• _Written instruction_
Count the lines in the listing that contain the string "cloud", treating uppercase and lowercase as different. Reply with the number only.

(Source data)
■ ■ ■ ■ ■ ■ ■

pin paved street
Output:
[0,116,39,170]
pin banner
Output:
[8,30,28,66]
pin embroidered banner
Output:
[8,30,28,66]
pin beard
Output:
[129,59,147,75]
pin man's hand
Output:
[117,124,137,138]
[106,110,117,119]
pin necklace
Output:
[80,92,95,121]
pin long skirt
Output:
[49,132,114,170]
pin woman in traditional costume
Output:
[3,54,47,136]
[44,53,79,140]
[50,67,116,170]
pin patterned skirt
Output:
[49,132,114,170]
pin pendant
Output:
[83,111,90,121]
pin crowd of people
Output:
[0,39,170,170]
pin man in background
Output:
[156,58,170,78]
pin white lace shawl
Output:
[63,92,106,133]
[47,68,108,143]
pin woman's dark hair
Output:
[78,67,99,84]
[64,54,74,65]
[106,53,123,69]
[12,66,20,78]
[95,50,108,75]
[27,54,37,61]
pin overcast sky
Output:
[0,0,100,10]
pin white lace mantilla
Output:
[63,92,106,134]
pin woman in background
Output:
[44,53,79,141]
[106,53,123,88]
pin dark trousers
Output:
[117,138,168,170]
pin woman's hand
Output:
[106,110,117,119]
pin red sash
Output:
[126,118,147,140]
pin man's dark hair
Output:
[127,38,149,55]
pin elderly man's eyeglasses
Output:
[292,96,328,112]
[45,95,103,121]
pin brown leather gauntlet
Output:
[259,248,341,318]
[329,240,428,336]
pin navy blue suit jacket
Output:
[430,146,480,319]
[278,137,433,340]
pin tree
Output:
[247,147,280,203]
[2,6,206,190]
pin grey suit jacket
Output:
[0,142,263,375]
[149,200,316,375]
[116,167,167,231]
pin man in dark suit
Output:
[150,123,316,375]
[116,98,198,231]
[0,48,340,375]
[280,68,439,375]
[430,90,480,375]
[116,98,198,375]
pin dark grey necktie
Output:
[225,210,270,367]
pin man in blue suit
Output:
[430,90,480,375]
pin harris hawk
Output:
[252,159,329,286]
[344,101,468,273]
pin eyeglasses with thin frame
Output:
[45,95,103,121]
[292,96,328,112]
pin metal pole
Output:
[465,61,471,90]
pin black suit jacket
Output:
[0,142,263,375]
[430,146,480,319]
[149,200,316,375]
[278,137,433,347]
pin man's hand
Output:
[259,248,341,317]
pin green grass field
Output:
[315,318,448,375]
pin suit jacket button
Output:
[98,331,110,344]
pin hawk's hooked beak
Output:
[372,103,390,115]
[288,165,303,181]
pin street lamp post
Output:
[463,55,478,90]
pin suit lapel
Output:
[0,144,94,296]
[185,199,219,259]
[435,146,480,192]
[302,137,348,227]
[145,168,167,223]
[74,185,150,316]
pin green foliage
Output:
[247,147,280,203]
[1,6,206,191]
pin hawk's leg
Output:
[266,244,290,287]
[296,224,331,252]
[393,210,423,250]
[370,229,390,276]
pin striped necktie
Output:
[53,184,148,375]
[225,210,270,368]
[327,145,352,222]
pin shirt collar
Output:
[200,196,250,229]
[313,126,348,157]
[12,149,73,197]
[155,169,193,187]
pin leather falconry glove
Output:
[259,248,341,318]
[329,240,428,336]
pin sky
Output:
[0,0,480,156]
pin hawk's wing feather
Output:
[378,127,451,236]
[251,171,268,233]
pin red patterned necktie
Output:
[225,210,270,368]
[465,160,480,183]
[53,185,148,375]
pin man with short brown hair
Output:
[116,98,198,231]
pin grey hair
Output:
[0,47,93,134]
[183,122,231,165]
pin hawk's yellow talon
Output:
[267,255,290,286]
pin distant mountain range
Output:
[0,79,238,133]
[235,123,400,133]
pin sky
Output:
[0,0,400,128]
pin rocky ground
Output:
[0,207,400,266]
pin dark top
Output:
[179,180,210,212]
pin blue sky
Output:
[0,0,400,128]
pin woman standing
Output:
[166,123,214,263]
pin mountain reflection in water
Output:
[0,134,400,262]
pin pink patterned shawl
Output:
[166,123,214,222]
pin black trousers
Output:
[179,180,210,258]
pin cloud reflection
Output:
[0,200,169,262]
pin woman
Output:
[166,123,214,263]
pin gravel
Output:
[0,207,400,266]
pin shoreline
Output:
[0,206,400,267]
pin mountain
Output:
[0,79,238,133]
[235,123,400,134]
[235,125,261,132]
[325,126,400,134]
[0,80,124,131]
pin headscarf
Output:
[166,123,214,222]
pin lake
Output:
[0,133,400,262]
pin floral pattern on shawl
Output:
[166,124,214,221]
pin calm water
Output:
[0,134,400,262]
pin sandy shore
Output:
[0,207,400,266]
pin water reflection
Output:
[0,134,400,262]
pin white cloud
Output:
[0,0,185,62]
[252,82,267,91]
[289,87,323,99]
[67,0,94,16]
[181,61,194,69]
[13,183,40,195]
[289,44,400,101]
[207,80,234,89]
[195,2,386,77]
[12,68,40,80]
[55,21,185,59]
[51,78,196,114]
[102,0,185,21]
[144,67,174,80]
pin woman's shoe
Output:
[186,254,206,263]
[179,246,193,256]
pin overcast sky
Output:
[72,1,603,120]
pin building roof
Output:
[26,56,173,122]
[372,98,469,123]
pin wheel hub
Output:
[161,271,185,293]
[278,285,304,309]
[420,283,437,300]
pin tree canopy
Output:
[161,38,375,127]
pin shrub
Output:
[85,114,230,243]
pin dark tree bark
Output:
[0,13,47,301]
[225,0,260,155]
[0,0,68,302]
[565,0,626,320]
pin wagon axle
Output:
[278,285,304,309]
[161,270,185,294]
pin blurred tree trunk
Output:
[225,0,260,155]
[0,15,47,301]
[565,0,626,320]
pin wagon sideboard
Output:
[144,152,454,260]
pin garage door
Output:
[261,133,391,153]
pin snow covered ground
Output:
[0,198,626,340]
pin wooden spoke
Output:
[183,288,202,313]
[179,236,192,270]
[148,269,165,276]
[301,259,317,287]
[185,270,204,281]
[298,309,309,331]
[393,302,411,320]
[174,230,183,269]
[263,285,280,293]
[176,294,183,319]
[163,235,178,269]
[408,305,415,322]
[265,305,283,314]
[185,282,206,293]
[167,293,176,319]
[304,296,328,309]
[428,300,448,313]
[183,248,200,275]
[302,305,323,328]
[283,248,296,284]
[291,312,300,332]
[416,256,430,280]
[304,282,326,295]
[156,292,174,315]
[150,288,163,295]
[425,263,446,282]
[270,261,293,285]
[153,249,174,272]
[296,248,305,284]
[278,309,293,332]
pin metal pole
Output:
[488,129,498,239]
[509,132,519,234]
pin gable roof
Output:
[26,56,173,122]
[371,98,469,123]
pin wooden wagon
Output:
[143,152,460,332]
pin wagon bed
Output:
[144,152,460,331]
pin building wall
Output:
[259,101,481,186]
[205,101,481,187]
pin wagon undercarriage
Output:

■ ■ ■ ■ ■ ■ ■

• _Correct result_
2